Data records
== == ==

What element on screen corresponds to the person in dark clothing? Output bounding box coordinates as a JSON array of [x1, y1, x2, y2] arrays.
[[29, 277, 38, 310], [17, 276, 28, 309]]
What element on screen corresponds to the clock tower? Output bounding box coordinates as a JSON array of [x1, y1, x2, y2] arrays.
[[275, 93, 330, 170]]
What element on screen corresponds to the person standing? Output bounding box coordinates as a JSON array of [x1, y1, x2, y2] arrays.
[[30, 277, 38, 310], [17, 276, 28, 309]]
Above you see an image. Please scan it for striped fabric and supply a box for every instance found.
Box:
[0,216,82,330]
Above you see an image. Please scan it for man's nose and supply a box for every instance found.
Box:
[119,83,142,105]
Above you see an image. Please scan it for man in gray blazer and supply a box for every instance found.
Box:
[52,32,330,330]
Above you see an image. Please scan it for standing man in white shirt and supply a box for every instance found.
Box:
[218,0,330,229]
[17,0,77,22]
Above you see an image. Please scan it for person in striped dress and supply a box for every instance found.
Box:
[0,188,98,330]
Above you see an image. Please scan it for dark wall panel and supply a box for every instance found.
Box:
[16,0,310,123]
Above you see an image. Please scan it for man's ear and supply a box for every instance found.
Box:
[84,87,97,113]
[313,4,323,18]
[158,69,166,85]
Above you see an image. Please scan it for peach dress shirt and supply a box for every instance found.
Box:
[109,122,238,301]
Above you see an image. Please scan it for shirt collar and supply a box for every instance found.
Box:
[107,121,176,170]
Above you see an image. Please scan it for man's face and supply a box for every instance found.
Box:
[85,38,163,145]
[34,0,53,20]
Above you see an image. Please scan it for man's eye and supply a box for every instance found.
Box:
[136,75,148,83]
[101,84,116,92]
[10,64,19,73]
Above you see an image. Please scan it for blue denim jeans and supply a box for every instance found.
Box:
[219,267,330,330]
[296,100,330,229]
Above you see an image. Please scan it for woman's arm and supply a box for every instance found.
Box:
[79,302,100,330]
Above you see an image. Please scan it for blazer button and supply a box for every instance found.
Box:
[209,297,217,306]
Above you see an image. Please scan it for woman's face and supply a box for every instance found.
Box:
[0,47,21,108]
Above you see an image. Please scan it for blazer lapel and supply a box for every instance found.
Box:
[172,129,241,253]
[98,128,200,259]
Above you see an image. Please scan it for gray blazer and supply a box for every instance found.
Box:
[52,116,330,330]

== == ==

Render each line of the listing above as a JSON list of strings, one string per line, omitting any blank lines.

FINISHED EXERCISE:
[
  "What element on screen corresponds to the person in dark clothing? Output bounding box coordinates as a JSON array of [x1, y1, x2, y2] arrays.",
  "[[29, 277, 38, 310], [17, 276, 28, 309]]",
  "What element on screen corresponds to the clock tower? Output bounding box coordinates as a JSON array of [x1, y1, x2, y2] arrays.",
  "[[275, 93, 330, 170]]",
  "What element on screen corresponds to the person standing? Output bounding box coordinates as a JSON array of [x1, y1, x2, y2] arrays.",
  "[[30, 277, 38, 310], [17, 276, 28, 309]]",
  "Above you see an image. Please scan it for striped fabric and supply a box for every instance found.",
  "Box:",
  "[0,216,82,330]",
  "Above you see an image. Please scan it for man's nose and supply a box for every instance found.",
  "Box:",
  "[119,83,142,105]",
  "Above you see an image. Please scan it for man in gray blazer and supply a box for every instance found.",
  "Box:",
  "[52,32,330,330]",
  "Above you see an image. Please scan it for standing man in white shirt and supply a box for every instance found.",
  "Box:",
  "[218,0,330,229]",
  "[17,0,77,22]",
  "Above you see an image. Please scan it for person in striped dress and supply a box for every instance found.",
  "Box:",
  "[0,188,98,330]",
  "Above you see an image. Please scan it for dark wall panel and supply a box for every instance found.",
  "Box:",
  "[16,0,310,123]",
  "Above you see an image. Please scan it for man's ear and supply a box for every instance found.",
  "Box:",
  "[84,87,97,113]",
  "[313,4,323,18]",
  "[158,69,166,85]",
  "Above you see an image. Please scan it for peach dress shirt and supply a box for every instance found.",
  "Box:",
  "[109,122,238,301]",
  "Above you see an image. Please scan it for shirt collar and supply a box for every instance found.",
  "Box:",
  "[107,121,176,170]",
  "Above you see an image. Please scan it for man's face and supply a box for every instance found.",
  "Box:",
  "[85,38,163,145]",
  "[34,0,53,20]",
  "Above you see an image. Please scan it for man's eye and supply a box for every instance found.",
  "Box:",
  "[136,75,148,83]",
  "[101,84,116,92]",
  "[10,64,19,73]",
  "Above you see an image. Please scan it for blue denim jeans and supply a box for every instance found.",
  "Box:",
  "[219,267,330,330]",
  "[296,100,330,229]",
  "Above you see an image. Please scan it for woman's arm and supply a box for every instance found.",
  "Box:",
  "[79,302,100,330]",
  "Above you see an image. Please scan it for blazer button and supply a box for every instance found.",
  "Box:",
  "[209,297,217,306]",
  "Above you see an image. Please scan it for woman's face and supply a box for every instance found.",
  "Box:",
  "[0,47,21,108]",
  "Above you see an image. Please scan it for blazer lapel and supply a box for every instance found.",
  "Box:",
  "[172,129,241,253]",
  "[98,128,200,259]",
  "Above you see an image. Please scan it for gray blazer and supply a box for every instance found.",
  "Box:",
  "[52,116,330,330]"
]